------ Information supplied ------
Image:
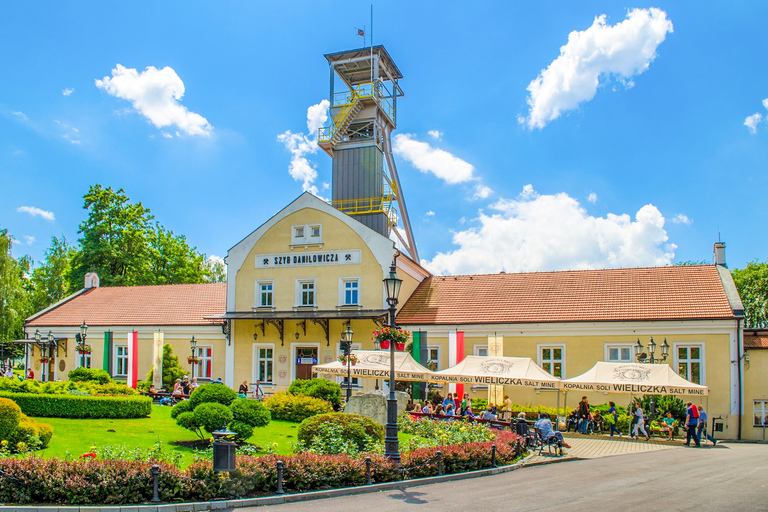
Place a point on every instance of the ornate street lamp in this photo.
(80, 339)
(346, 347)
(391, 445)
------
> **Problem to work on**
Repeat the material above exactly; pictures do not belong in the copy.

> **Your response**
Image:
Place a point on every instance of the ornate street lamp in this photo.
(80, 339)
(346, 347)
(391, 445)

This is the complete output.